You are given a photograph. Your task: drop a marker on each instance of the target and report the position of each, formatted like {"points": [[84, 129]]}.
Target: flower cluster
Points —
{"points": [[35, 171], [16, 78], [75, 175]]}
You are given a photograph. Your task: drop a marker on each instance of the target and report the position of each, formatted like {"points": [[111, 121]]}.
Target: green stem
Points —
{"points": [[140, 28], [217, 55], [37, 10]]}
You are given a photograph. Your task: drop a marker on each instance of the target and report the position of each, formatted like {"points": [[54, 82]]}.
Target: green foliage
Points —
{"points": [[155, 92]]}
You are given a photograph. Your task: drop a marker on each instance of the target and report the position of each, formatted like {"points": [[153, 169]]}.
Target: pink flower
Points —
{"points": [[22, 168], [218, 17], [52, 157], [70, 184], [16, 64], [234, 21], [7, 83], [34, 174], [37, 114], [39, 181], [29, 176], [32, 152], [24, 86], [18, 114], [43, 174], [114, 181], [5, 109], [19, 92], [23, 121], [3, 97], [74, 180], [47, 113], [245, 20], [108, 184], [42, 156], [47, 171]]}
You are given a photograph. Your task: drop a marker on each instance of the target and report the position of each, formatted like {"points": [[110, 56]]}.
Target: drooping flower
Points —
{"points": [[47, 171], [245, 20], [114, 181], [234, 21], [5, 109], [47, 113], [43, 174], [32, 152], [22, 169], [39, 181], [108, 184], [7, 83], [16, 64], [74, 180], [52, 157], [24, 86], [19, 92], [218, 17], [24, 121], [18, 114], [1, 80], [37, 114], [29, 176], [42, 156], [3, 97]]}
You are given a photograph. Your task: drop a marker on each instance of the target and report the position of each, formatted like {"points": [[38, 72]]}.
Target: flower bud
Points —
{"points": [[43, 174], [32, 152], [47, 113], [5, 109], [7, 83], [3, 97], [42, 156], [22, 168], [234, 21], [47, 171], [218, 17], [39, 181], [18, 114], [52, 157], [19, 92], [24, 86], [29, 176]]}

What is asked |
Each entry is to be returned in full, character for character.

Task result |
You are given a photograph. Your task: drop a marker on each instance of the target and report the position of each, formatted like {"points": [[84, 129]]}.
Target: flower cluster
Points —
{"points": [[35, 171], [16, 78], [75, 175]]}
You are given a photograph. Your task: drop a marker on each instance of the target and report the position of each, formatted like {"points": [[111, 121]]}.
Target: green stem
Points —
{"points": [[140, 28], [217, 55], [37, 10]]}
You are given a photograph. Your task: drop a marker on each instance of the target and report the position of each, formatted like {"points": [[54, 82]]}.
Target: green foliage
Points —
{"points": [[155, 92]]}
You are given a photograph. Your task: drop a marker on each instance of the target and report the position of each, formatted like {"points": [[153, 169]]}.
Target: pink flower
Points —
{"points": [[22, 168], [218, 17], [52, 157], [70, 184], [16, 64], [234, 21], [7, 83], [34, 174], [37, 114], [39, 181], [29, 176], [32, 152], [24, 86], [18, 114], [43, 174], [114, 181], [5, 109], [19, 92], [23, 121], [3, 97], [74, 180], [47, 113], [245, 20], [108, 184], [42, 156], [47, 171]]}
You are given a photograph. Your task: drop a marker on each instance of the target and report the position of each, formatted like {"points": [[110, 56]]}.
Target: drooping flower
Points —
{"points": [[47, 171], [245, 20], [114, 181], [234, 21], [5, 109], [47, 113], [43, 174], [32, 152], [22, 169], [39, 181], [108, 184], [7, 83], [16, 64], [74, 180], [52, 157], [24, 86], [19, 92], [218, 17], [24, 121], [18, 114], [1, 80], [37, 114], [29, 176], [42, 156], [3, 97]]}
You are given a photograph. Your task: drop a marker on each instance of the target and report the position of each, formatted like {"points": [[38, 72]]}.
Target: flower bud
Points —
{"points": [[43, 174], [32, 152], [47, 113], [5, 109], [7, 83], [3, 97], [42, 156], [22, 168], [234, 21], [47, 171], [218, 17], [39, 181], [18, 114], [52, 157], [19, 92], [24, 86], [29, 176]]}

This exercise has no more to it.